(Records drawn from a collection)
=-=-=-=-=
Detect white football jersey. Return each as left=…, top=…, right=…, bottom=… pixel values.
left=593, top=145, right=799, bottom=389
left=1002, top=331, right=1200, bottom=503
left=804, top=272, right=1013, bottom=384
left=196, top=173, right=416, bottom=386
=-=-=-=-=
• WHAT IS NEEDED
Please rewrite every line of the data above, keeping the requests unchanged, and scale each pixel coordinate in the answers by 1.35, rounding to whole numbers with halves rounded up.

• REPLY
Detect white football jersey. Return each as left=…, top=…, right=…, bottom=… pixel values.
left=801, top=196, right=1079, bottom=525
left=1353, top=447, right=1620, bottom=679
left=1085, top=367, right=1368, bottom=518
left=265, top=234, right=562, bottom=521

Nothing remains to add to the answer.